(Beginning of Material supplied)

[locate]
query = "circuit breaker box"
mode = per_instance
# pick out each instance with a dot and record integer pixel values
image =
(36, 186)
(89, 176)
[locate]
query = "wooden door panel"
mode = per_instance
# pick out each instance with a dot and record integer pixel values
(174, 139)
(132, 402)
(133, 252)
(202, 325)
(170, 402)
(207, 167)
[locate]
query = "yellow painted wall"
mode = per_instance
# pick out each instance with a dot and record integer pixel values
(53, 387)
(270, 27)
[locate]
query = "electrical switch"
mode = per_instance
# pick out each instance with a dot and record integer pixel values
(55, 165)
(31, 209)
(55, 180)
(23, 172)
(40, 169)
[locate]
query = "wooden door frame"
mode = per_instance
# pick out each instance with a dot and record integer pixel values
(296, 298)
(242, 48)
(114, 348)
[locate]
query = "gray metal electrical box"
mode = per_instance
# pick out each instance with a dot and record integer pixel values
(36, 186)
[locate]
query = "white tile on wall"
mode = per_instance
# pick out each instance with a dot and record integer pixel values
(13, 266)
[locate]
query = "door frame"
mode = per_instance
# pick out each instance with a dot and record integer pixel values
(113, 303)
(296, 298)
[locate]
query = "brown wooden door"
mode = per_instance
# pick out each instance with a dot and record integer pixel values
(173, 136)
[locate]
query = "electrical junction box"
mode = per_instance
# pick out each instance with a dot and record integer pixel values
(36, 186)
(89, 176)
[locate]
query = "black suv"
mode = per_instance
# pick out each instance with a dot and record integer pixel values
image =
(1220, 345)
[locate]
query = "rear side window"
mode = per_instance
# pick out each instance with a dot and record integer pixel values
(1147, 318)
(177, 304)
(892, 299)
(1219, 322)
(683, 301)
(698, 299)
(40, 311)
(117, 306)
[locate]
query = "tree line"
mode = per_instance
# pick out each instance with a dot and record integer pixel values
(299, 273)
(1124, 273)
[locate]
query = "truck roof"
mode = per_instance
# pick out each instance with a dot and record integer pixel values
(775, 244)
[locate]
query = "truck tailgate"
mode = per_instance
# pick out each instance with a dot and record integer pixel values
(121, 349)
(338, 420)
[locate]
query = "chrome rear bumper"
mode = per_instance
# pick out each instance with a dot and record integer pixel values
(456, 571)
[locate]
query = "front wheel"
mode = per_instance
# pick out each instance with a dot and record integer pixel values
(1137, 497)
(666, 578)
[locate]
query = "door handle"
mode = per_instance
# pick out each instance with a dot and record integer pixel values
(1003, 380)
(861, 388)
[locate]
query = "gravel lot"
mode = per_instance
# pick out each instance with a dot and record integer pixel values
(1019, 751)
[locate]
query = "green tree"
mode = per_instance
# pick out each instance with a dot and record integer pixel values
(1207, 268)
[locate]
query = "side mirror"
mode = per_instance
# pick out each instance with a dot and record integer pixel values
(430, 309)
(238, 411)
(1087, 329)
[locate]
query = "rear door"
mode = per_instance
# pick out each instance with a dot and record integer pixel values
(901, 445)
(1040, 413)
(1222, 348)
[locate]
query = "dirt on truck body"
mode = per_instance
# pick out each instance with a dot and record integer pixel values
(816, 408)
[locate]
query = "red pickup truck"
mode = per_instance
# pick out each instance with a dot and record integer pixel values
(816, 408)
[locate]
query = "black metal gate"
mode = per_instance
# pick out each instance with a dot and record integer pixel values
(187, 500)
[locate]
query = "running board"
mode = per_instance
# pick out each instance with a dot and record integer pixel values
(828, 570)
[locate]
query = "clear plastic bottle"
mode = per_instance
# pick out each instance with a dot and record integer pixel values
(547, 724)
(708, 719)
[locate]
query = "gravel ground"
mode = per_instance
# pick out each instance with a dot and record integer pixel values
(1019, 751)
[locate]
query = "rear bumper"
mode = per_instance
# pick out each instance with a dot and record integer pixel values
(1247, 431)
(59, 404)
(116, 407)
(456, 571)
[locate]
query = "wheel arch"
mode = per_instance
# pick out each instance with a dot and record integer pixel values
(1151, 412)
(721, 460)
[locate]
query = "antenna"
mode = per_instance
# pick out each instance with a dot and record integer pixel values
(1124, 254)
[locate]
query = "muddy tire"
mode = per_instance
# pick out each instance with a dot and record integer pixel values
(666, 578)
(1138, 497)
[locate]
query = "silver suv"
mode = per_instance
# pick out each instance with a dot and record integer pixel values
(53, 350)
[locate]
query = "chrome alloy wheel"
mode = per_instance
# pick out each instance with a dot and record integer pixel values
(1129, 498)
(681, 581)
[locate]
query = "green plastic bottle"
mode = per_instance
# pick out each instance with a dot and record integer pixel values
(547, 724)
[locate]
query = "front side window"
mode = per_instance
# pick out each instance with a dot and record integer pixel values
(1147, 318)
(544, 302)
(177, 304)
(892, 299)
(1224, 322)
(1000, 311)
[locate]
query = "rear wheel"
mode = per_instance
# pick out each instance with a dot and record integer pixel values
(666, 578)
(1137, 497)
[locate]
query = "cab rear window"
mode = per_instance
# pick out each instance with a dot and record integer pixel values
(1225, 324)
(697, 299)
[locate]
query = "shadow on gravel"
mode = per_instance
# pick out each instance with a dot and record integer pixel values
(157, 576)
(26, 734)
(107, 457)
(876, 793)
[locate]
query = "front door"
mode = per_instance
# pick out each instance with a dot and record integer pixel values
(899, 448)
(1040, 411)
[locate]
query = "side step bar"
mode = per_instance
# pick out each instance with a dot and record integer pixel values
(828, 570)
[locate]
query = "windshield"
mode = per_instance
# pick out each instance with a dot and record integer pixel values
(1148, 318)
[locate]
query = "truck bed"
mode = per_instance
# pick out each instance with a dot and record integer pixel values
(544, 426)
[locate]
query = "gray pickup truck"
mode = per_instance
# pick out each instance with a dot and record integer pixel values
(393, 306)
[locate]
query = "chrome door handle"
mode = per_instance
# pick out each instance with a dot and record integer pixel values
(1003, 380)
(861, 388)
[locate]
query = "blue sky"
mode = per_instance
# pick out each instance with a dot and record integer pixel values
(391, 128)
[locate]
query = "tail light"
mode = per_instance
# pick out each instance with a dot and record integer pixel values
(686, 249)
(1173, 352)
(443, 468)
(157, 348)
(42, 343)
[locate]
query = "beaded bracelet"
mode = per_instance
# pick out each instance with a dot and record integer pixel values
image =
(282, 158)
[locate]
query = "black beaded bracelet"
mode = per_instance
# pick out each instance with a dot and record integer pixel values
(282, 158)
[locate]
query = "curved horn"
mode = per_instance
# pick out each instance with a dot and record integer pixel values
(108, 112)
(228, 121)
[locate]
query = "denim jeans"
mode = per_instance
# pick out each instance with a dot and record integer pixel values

(End of Material supplied)

**Exercise directions**
Reproduce the listing in full, exactly, so that no line is missing.

**Response area**
[locate]
query = "circuit breaker box"
mode = per_instance
# pick out each instance with a dot and record integer pixel values
image =
(36, 186)
(89, 176)
[locate]
query = "wooden door panel"
mode = per_instance
# pick out each instance with a dot and record integer pixel values
(174, 139)
(132, 402)
(133, 252)
(202, 325)
(170, 402)
(207, 167)
[locate]
query = "yellow painted wall"
mode = per_instance
# pick out each instance with a dot and record integer pixel values
(53, 387)
(270, 27)
[locate]
query = "electrical switch"
mode = per_instance
# pick out each instance with a dot and record integer pixel values
(55, 165)
(31, 209)
(55, 180)
(23, 172)
(40, 169)
[locate]
query = "wooden door frame"
mode = per_instance
# pick out each instance with a dot and record integer pixel values
(296, 298)
(242, 48)
(114, 348)
[locate]
query = "gray metal electrical box"
mode = per_instance
# pick out each instance with a dot and record integer pixel values
(36, 186)
[locate]
query = "white tile on wall"
mode = per_instance
# pick out each instance with a dot and record integer pixel values
(13, 266)
[locate]
query = "door frame"
mode = per_instance
# pick out each instance with a dot and record integer pixel values
(113, 303)
(296, 298)
[locate]
query = "brown wooden door"
mode = per_instance
# pick out each instance with a dot and record integer pixel values
(173, 136)
[locate]
query = "electrical junction box"
mode = per_instance
# pick out each instance with a dot and record integer pixel values
(36, 186)
(89, 176)
[locate]
query = "black suv"
mode = per_instance
# pick out each instance with a dot and record integer pixel values
image =
(1220, 345)
[locate]
query = "rear side window"
mode = per_instance
# pick out each instance with a dot and record integer pixel values
(1147, 318)
(177, 304)
(892, 299)
(1219, 322)
(683, 301)
(698, 299)
(40, 311)
(117, 306)
[locate]
query = "tree line"
mode = per_instance
# pick out each instance with a dot and record integer pixel values
(299, 273)
(1124, 273)
[locate]
query = "truck roof"
mode = per_instance
# pick out each instance with a dot and record integer pixel values
(775, 244)
[locate]
query = "truck tailgate"
mode = per_instance
# pick out each instance with a dot and record integer pixel values
(121, 349)
(338, 420)
[locate]
query = "chrome rear bumper"
mode = per_instance
# pick out each instance with a dot and record integer pixel values
(456, 571)
[locate]
query = "front wheel"
mode = per_instance
# pick out each instance with a dot and record integer pixel values
(1137, 497)
(666, 578)
[locate]
query = "door handle"
mode = per_instance
# pick out each instance with a dot and record integer pixel values
(1003, 380)
(861, 388)
[locate]
query = "gravel lot"
mode = per_instance
# pick out each instance with a dot and record integer pixel values
(1019, 751)
[locate]
query = "green tree"
mode = per_instance
# pick out each instance with a dot and record integer pixel values
(1207, 268)
[locate]
query = "side mirror"
mode = per_instance
# pick out each instance with a dot and record integer pixel values
(430, 309)
(238, 411)
(1087, 329)
[locate]
query = "rear door"
mode = per_instance
# pick out each instance with a dot and record integer pixel values
(901, 445)
(1040, 413)
(1222, 348)
[locate]
query = "dirt on truck body"
mode = per_instance
# pick out each instance with a dot and record integer pixel values
(816, 408)
[locate]
query = "red pickup truck"
mode = per_instance
# pick out each instance with a dot and record integer pixel values
(816, 408)
[locate]
query = "black metal gate"
mode = per_instance
# pick out each instance with a dot and record integer pixel values
(187, 500)
[locate]
query = "running board"
mode = per_instance
# pick out each instance with a dot and record integer pixel values
(828, 570)
[locate]
query = "clear plastic bottle"
mode = per_instance
# pick out each instance with a dot and record integer pixel values
(547, 724)
(708, 719)
[locate]
query = "gravel ground"
mode = per_instance
# pick out each instance with a dot and record integer pixel values
(1019, 751)
[locate]
query = "rear bumper"
mode = per_instance
# pick out each instance with a dot and record integer pixel values
(1247, 431)
(59, 404)
(116, 407)
(456, 571)
[locate]
query = "wheel arch"
mode = per_instance
# pick out each instance with a dot and record integer pixel values
(1151, 412)
(721, 460)
[locate]
query = "antenna"
mode = per_instance
# pick out each instance with a dot and record integer pixel values
(1124, 254)
[locate]
query = "muddy tire"
mode = per_instance
# pick out each instance with a dot and record integer pixel values
(666, 578)
(1138, 497)
[locate]
query = "silver suv"
mode = per_instance
# pick out each instance with a dot and record integer pixel values
(53, 350)
[locate]
query = "chrome alloy wheel"
mode = per_instance
# pick out each instance with a dot and record integer pixel values
(1129, 498)
(681, 581)
[locate]
query = "green plastic bottle"
mode = per_instance
# pick out each instance with a dot and record integer pixel values
(547, 724)
[locate]
query = "front side window"
mode = per_instance
# pick out each instance with a dot and record integer pixel values
(1147, 318)
(544, 302)
(177, 304)
(892, 299)
(1224, 322)
(1000, 311)
[locate]
query = "rear wheel"
mode = per_instance
# pick out each instance with a dot and record integer pixel values
(666, 578)
(1137, 497)
[locate]
query = "cab rear window"
mode = per_instance
# pick out each instance with a dot and record integer pixel values
(1225, 324)
(697, 299)
[locate]
query = "shadow on gravel"
mode = per_instance
# pick out each instance with a dot and record integer pixel values
(157, 576)
(26, 734)
(107, 457)
(876, 793)
[locate]
query = "front door"
mode = per_instance
# pick out each instance with a dot and record integer pixel values
(899, 448)
(1040, 411)
[locate]
query = "side step bar"
mode = per_instance
# pick out each instance with a dot and record integer pixel values
(828, 570)
[locate]
query = "windshield"
mode = per_instance
# pick out each instance with a dot and record integer pixel values
(1148, 318)
[locate]
query = "truck bed"
mode = per_instance
# pick out each instance with a dot and record integer pixel values
(544, 426)
[locate]
query = "gray pickup truck"
mode = per_instance
# pick out each instance with a dot and record integer pixel values
(393, 306)
[locate]
query = "chrome door handle"
mode = per_instance
# pick out each instance with a dot and record integer pixel values
(1003, 380)
(861, 388)
[locate]
query = "blue sky"
mode = per_instance
# pick out each instance with a dot and record integer pixel values
(391, 128)
[locate]
query = "tail light"
mode = per_instance
# pick out each instance with a dot and record integer pixel values
(686, 249)
(1173, 352)
(443, 468)
(157, 348)
(42, 343)
[locate]
query = "beaded bracelet"
mode = per_instance
# pick out each instance with a dot and record integer pixel values
image =
(282, 158)
[locate]
query = "black beaded bracelet"
mode = per_instance
# pick out each instance with a dot and record integer pixel values
(282, 158)
[locate]
query = "curved horn"
mode = per_instance
# pick out each instance with a dot and record integer pixel values
(108, 112)
(228, 121)
[locate]
query = "denim jeans"
mode = per_instance
# pick out each instance with a dot and record integer pixel values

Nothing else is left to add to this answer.